── MATERIAL FOR THIS EXERCISE ──

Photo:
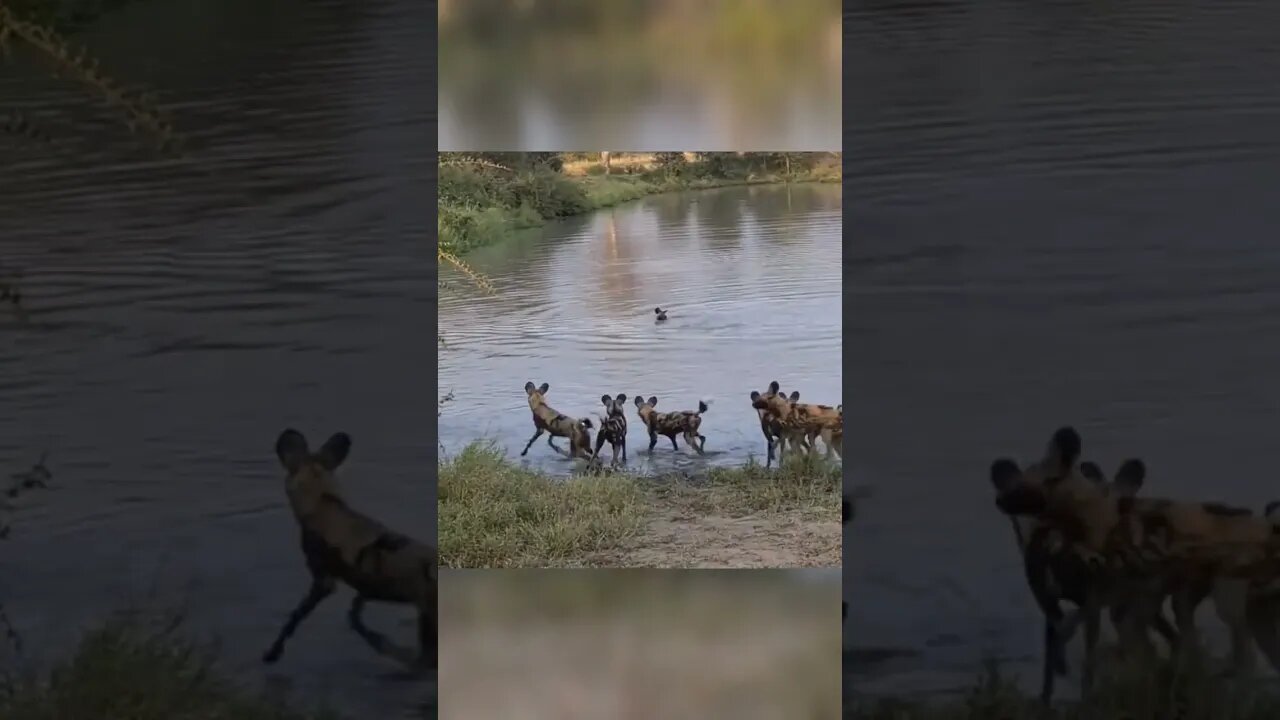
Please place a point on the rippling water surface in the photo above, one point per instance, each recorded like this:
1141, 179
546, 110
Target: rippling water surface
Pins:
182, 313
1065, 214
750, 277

───
── MATERIAL FOR THIS EXERCISE ──

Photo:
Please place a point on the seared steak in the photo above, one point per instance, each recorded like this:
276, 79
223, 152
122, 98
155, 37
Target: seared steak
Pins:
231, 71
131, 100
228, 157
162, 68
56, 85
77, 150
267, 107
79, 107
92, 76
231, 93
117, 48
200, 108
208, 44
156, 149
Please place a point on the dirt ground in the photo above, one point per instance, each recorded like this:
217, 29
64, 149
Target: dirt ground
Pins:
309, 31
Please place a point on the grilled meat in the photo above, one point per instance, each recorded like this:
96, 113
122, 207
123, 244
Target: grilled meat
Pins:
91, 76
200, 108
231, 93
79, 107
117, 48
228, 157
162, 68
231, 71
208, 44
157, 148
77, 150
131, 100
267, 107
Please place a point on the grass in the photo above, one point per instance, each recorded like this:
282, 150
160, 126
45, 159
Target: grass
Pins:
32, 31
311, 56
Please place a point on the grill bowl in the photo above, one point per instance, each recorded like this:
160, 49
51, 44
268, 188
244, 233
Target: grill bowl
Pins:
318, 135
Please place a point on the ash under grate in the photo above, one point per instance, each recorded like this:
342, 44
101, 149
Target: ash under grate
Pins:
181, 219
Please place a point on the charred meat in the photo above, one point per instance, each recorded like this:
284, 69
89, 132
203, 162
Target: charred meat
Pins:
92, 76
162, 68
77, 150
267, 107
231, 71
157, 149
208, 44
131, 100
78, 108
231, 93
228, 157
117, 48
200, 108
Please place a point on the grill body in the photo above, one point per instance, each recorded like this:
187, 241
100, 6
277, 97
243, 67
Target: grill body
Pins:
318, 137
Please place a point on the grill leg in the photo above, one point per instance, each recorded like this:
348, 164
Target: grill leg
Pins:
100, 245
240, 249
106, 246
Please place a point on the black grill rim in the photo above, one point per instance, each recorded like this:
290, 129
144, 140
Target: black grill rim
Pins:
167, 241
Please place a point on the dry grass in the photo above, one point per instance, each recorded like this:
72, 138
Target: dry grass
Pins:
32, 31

───
── MATERIAL FOR THIS EXERCISE ──

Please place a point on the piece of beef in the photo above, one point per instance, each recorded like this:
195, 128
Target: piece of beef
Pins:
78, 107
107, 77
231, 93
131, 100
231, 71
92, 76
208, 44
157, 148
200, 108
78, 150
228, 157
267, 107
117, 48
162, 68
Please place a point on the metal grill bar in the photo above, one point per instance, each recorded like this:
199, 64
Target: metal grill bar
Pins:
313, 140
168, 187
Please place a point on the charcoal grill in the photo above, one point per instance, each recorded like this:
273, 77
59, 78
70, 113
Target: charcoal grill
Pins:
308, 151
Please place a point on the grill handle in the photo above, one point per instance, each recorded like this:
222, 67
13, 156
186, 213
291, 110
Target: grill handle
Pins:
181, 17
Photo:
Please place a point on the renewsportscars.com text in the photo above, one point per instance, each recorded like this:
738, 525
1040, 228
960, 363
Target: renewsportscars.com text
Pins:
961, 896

───

*WORK INSTRUCTIONS*.
Give the exact lines, and only those, from the line containing "Please place a point on the black" through the line containing "Target: dry grass" in the entries above.

*FINISHED TASK*.
Please place a point on the black grill rim in the photo above, one point per instance, each recorded like this:
290, 129
144, 140
Target: black grill rim
Pins:
167, 241
Please place a point on the dry grass in the photo above, one point per instance, each recorded like this:
72, 138
Target: dry grass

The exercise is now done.